◆ Quoted passage
▼

After some unsuccessful attempts to get promoted to the full professorship in Geneva, in 1924, she received a letter from Aleksei Nikolaevich Bach (founder of Soviet Biochemistry, 1857–1946) in which she was officially invited to take the vacant position of head of Physiology Department at the Second Moscow State University. She did not think twice and immediately accepted this invitation. On March 1925, at the age of 48, Stern arrived in Moscow to hold the vacant position. She continued to her studies in Moscow, organized scientific meeting, invited outstanding scientists to the institute, and published numerous articles [1, 2].
In 1929, Dr. Stern founded the Institute of Physiology with the help of the People’s Commissariat of Education and People’s Commissariat of Health in Moscow [16]. In 1932, she was elected to full membership of the Russian Academy of Sciences; any women had not been awarded before with this reward [1]. In 1939, she was elected a full member of the Academy of Sciences, and the institute became part of the USSR Academy of Science. In the same year, she became a member of the communist party. In 1943, she was awarded the Stalin Prize for her outstanding achievement in the research of the blood-brain barrier [16]. Shortly after the German troops failed to conquer Stalingrad, Dr. Stern was asked to join Jewish antifascist committee (a committee on women, youth, scientists, Slavs, and Jews) which was set up by the Soviet authorities in order to mobilize world Jewish support for the USSR’s war effort against Nazi Germany [2, 16]. Jewish antifascist committee was set up on women, youth, scientists, Slavs, and Jews. Lina Stern was associated with the antifascist committees of scientists and women [1].
In 1948, she was expelled from all positions she held in medicine/science and exiled for 5 years in Dzhambul (Kazakhstan). Because, Stern’s some cultural connections with Judaism, although she was not religious, were opposite to the policy of Stalin towards the Jews [6], she spent nearly 4 years in prison. In 1952, leading members of Jewish antifascist committee were tried in secret and, all except for Stern, were executed. Shortly after Stalin’s death, she returned to Moscow and headed physiology laboratory of the Biophysics Institute of the USSR Academy of Science until her death [16].
Lina Stern died on March 7, 1968 and was buried at the famous Novodevichij cemetery in Moscow. Dr. Stern devoted most of her time to scientific research. She will be remembered for her innovative researches on the nervous system. Although she was humiliated during and after war years, she never discouraged and stopped her scientific studies in biochemistry and neurophysiology.

▲

◆ Input data
▼

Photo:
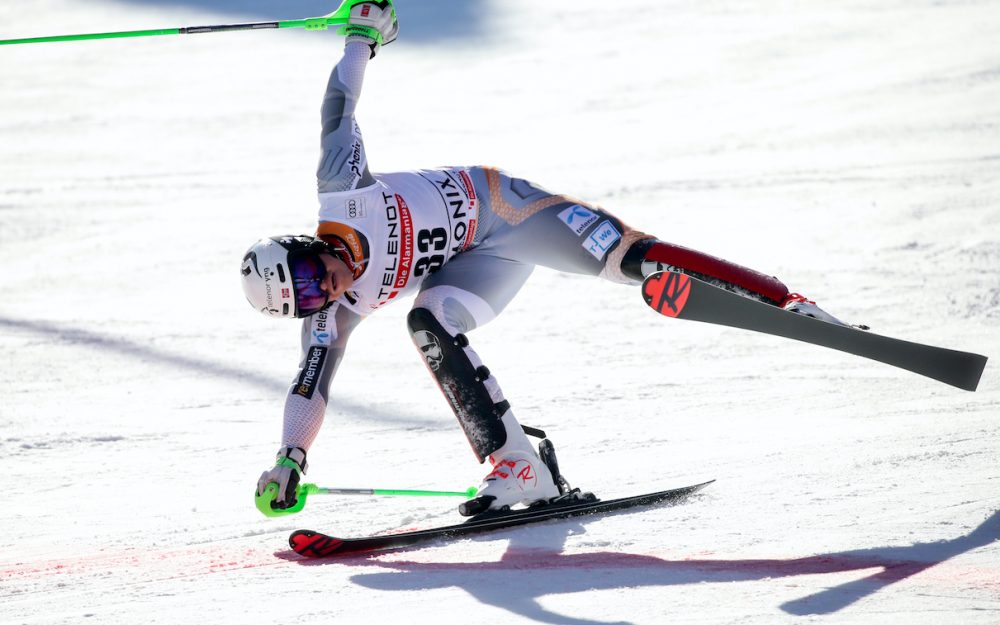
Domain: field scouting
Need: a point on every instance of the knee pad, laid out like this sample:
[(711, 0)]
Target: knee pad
[(450, 360)]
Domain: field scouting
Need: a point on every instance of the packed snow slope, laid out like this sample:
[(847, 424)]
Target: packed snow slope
[(850, 148)]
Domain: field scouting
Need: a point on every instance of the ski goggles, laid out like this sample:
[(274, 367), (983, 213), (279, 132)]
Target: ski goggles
[(308, 272)]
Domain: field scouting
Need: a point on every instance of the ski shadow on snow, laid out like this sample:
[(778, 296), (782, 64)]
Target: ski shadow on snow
[(525, 572), (145, 353), (422, 22)]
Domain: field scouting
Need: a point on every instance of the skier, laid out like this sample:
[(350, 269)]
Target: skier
[(465, 239)]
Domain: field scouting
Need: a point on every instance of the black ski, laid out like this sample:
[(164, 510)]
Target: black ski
[(316, 545), (677, 295)]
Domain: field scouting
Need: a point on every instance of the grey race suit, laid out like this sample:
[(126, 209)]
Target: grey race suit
[(466, 238)]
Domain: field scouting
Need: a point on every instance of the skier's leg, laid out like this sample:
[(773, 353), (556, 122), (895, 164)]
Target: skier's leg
[(468, 292), (570, 235)]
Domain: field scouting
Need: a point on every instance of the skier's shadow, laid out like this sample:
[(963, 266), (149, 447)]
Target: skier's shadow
[(527, 572)]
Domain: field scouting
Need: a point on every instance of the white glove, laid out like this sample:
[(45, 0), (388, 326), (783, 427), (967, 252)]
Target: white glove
[(288, 468), (369, 20)]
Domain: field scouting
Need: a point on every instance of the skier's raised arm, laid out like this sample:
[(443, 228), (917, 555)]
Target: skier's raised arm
[(343, 165), (317, 279)]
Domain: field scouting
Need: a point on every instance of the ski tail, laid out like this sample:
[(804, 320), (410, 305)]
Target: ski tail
[(677, 295)]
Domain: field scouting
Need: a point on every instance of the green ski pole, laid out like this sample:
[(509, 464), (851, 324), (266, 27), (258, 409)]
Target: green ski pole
[(337, 18), (263, 502)]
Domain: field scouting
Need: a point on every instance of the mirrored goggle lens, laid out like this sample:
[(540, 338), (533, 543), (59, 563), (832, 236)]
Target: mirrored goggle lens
[(308, 272)]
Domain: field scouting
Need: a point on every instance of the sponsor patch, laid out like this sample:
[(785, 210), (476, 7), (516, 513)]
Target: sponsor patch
[(321, 334), (601, 240), (577, 218), (406, 245), (305, 386)]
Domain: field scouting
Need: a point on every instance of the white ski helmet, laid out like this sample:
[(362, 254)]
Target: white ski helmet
[(267, 275)]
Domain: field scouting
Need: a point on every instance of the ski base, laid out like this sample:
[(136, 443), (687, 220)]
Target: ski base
[(674, 294), (318, 545)]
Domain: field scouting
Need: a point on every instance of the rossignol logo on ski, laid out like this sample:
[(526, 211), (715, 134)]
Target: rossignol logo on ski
[(667, 293)]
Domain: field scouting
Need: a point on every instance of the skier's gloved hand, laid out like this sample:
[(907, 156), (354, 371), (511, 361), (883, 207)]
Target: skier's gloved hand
[(370, 19), (288, 468)]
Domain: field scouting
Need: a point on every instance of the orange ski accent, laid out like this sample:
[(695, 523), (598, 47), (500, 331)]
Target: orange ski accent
[(667, 293)]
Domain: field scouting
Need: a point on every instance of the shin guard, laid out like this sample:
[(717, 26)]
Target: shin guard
[(461, 381)]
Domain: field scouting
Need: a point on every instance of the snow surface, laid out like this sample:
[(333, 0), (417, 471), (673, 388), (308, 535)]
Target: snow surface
[(850, 148)]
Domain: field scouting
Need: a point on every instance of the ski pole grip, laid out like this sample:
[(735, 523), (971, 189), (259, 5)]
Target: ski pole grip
[(265, 502)]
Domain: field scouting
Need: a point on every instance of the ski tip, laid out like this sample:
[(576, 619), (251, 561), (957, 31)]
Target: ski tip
[(313, 544)]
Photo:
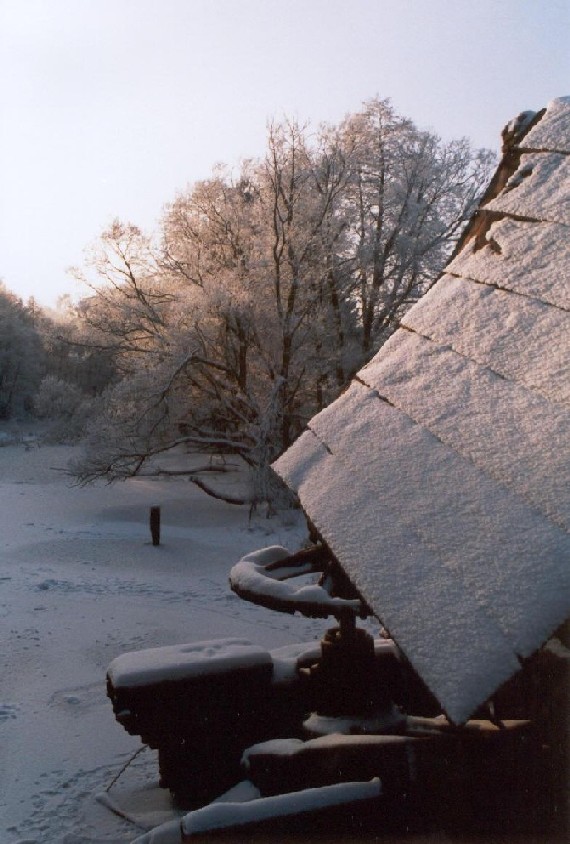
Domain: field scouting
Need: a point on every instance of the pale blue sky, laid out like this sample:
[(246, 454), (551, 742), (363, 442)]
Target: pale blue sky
[(108, 107)]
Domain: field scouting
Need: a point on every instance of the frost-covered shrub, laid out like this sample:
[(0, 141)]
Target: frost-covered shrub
[(64, 408)]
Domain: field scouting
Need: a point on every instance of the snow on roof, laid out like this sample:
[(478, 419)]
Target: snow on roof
[(183, 662), (441, 478)]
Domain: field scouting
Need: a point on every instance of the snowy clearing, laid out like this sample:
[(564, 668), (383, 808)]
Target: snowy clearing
[(81, 583)]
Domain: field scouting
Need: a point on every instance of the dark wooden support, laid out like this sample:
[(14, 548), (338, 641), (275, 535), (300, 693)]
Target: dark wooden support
[(155, 525)]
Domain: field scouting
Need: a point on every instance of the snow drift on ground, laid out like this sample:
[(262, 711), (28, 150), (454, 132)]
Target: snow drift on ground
[(81, 583)]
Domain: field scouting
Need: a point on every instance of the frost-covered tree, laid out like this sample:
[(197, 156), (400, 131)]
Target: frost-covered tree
[(408, 198), (268, 286), (22, 359)]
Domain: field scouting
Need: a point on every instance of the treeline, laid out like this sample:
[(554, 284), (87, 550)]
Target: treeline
[(266, 287), (44, 373)]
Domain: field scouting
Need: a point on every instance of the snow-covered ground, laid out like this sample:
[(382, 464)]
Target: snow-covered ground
[(81, 583)]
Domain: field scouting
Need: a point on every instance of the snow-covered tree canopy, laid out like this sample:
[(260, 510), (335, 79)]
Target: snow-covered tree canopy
[(266, 289)]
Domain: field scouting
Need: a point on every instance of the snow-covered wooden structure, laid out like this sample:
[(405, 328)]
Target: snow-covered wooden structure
[(440, 479)]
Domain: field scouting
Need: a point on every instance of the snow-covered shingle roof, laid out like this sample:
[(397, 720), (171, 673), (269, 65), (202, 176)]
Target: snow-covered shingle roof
[(441, 478)]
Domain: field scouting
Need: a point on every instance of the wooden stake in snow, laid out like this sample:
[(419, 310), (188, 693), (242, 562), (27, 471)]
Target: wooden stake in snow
[(155, 525)]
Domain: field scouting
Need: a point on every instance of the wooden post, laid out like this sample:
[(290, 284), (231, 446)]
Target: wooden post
[(155, 525)]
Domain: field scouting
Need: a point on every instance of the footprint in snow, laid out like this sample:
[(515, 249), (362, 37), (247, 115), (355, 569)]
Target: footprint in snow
[(7, 712)]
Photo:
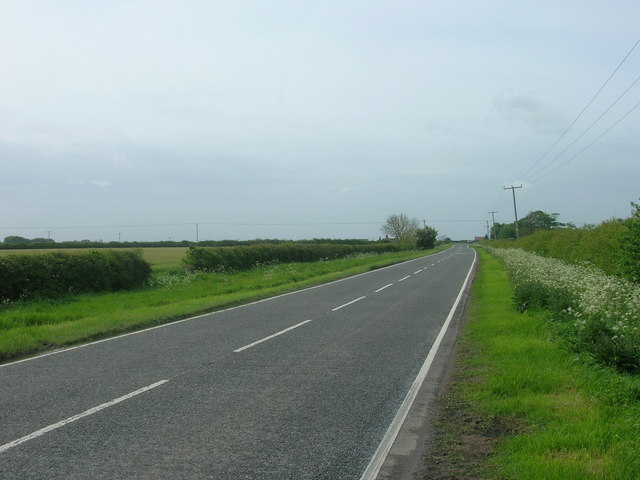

▲

◆ Set of tasks
1. Summarize the passage on Lina Stern in two sentences.
2. Retype the stretch of the passage on Lina Stern from "Lina Stern died" through "biochemistry and neurophysiology.".
3. According to the passage on Lina Stern, where was she buried?

◆ Answers for each item
1. In 1925 Lina Stern accepted an invitation to head the Physiology Department at the Second Moscow State University, and she later founded the Institute of Physiology in 1929 and won the Stalin Prize in 1943 for her research on the blood-brain barrier. In 1948 she was expelled from all her positions and exiled, spending nearly 4 years in prison, but after Stalin's death she returned to Moscow and headed the physiology laboratory of the Biophysics Institute until her death in 1968.

2.
Lina Stern died on March 7, 1968 and was buried at the famous Novodevichij cemetery in Moscow. Dr. Stern devoted most of her time to scientific research. She will be remembered for her innovative researches on the nervous system. Although she was humiliated during and after war years, she never discouraged and stopped her scientific studies in biochemistry and neurophysiology.

3. At the Novodevichij cemetery in Moscow.